##### Given data #####

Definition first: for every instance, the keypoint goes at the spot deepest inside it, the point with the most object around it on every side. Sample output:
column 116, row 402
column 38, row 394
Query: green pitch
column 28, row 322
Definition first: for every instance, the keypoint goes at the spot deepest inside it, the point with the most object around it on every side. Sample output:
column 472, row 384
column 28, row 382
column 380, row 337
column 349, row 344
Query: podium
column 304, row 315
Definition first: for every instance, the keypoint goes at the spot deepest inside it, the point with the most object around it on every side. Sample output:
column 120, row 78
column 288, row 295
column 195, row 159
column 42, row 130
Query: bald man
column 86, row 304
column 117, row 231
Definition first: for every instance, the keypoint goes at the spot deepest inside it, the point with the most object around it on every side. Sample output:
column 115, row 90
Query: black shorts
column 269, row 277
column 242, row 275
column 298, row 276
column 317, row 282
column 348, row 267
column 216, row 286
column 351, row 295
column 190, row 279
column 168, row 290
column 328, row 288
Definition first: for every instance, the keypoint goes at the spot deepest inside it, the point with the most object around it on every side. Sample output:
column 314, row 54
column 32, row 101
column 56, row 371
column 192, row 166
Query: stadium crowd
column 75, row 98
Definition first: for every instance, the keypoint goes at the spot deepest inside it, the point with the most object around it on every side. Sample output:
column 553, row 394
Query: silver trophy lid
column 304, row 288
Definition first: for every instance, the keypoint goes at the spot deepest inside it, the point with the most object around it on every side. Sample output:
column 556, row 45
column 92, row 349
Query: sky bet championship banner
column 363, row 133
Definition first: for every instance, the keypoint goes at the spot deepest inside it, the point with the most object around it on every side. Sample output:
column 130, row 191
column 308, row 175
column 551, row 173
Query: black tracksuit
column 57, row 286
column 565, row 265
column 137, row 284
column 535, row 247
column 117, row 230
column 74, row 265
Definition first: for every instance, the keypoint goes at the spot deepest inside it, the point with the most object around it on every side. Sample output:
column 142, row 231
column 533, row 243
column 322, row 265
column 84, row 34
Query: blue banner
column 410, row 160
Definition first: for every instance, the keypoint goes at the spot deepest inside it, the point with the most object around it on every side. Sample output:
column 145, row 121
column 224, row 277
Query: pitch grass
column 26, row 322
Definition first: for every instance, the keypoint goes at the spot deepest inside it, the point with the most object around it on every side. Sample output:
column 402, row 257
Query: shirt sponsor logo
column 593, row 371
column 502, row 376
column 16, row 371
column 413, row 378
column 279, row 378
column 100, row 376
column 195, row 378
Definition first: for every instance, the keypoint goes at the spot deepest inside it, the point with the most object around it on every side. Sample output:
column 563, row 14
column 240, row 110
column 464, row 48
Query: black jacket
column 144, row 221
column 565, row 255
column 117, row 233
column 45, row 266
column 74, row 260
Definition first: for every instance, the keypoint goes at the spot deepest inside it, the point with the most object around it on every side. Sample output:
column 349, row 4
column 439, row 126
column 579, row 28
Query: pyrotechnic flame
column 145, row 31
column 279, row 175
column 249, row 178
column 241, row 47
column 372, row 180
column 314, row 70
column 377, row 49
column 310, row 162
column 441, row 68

#####

[Task brief]: Format every item above as a JSON array of strings, with each line as a separate string and blank lines omitted.

[Correct result]:
[
  "Definition first: for every instance, the keypoint goes at the spot deepest inside it, the point with the most object around it on every side. Sample output:",
  "column 116, row 402",
  "column 38, row 394",
  "Query: green pitch",
  "column 28, row 322",
  "Definition first: for every instance, the keypoint goes at the spot deepest inside it, the point with the most object around it on every side. Sample output:",
  "column 472, row 384",
  "column 28, row 382",
  "column 380, row 337",
  "column 349, row 344",
  "Query: podium",
  "column 304, row 315",
  "Definition first: for every instance, the keypoint goes at the spot deepest inside it, the point with the most object around it on every side. Sample output:",
  "column 120, row 78",
  "column 288, row 295",
  "column 195, row 159",
  "column 42, row 130",
  "Query: bald man",
  "column 86, row 304",
  "column 117, row 231",
  "Definition first: for every instance, the keypoint goes at the spot deepest inside it, the point with the most object around it on every side. Sample output:",
  "column 115, row 90",
  "Query: black shorts",
  "column 269, row 277",
  "column 242, row 275",
  "column 298, row 276",
  "column 317, row 282",
  "column 348, row 267",
  "column 216, row 286",
  "column 351, row 295",
  "column 190, row 279",
  "column 168, row 290",
  "column 328, row 288",
  "Definition first: for every instance, the keypoint goes at the spot deepest inside it, the point with the most object around it on every side. Sample output:",
  "column 314, row 54",
  "column 32, row 101",
  "column 56, row 371",
  "column 192, row 166",
  "Query: stadium crowd",
  "column 75, row 98",
  "Definition first: for every instance, the keypoint goes at the spot deepest inside it, the point with the most object around it on every side. Sample output:",
  "column 553, row 394",
  "Query: silver trophy lid",
  "column 304, row 288",
  "Definition first: for every instance, the keypoint goes at the spot deepest inside it, the point with the most object around it on every side. Sample output:",
  "column 556, row 45",
  "column 92, row 349",
  "Query: sky bet championship banner",
  "column 363, row 133",
  "Definition first: for every instance, the keypoint goes at the spot deepest inside it, the point with the most object around it on every side. Sample output:",
  "column 130, row 191",
  "column 308, row 175",
  "column 551, row 173",
  "Query: black tracksuit",
  "column 57, row 286",
  "column 565, row 265",
  "column 137, row 284",
  "column 535, row 247",
  "column 117, row 230",
  "column 74, row 265",
  "Definition first: for every instance, the keypoint goes at the spot deepest inside it, the point with the most object around it on every side. Sample output:",
  "column 142, row 231",
  "column 533, row 243",
  "column 322, row 265",
  "column 84, row 34",
  "Query: blue banner",
  "column 410, row 160",
  "Definition first: for every instance, the keypoint goes at the spot deepest inside it, the point with the most object around it on every side. Sample output:",
  "column 145, row 121",
  "column 224, row 277",
  "Query: pitch grass",
  "column 26, row 322",
  "Definition first: for every instance, the keypoint goes at the spot deepest inside it, the point with the most object around it on every side. Sample output:",
  "column 402, row 257",
  "Query: shirt sponsor logo",
  "column 593, row 371",
  "column 502, row 376",
  "column 16, row 371",
  "column 413, row 378",
  "column 279, row 378",
  "column 100, row 376",
  "column 195, row 378",
  "Definition first: for every instance, the keypoint goes at the spot deepest inside it, the point with the most object around it on every side. Sample output:",
  "column 563, row 14",
  "column 240, row 110",
  "column 464, row 48",
  "Query: black jacket",
  "column 144, row 221",
  "column 565, row 255",
  "column 117, row 233",
  "column 45, row 266",
  "column 74, row 260",
  "Definition first: for every instance, the keypoint goes at the spot deepest inside it, the point with the most object around it on every side. Sample output:",
  "column 349, row 4",
  "column 439, row 126",
  "column 579, row 28",
  "Query: pyrotechnic flame",
  "column 145, row 31",
  "column 279, row 175",
  "column 249, row 178",
  "column 241, row 47",
  "column 372, row 180",
  "column 314, row 70",
  "column 377, row 49",
  "column 310, row 162",
  "column 441, row 68"
]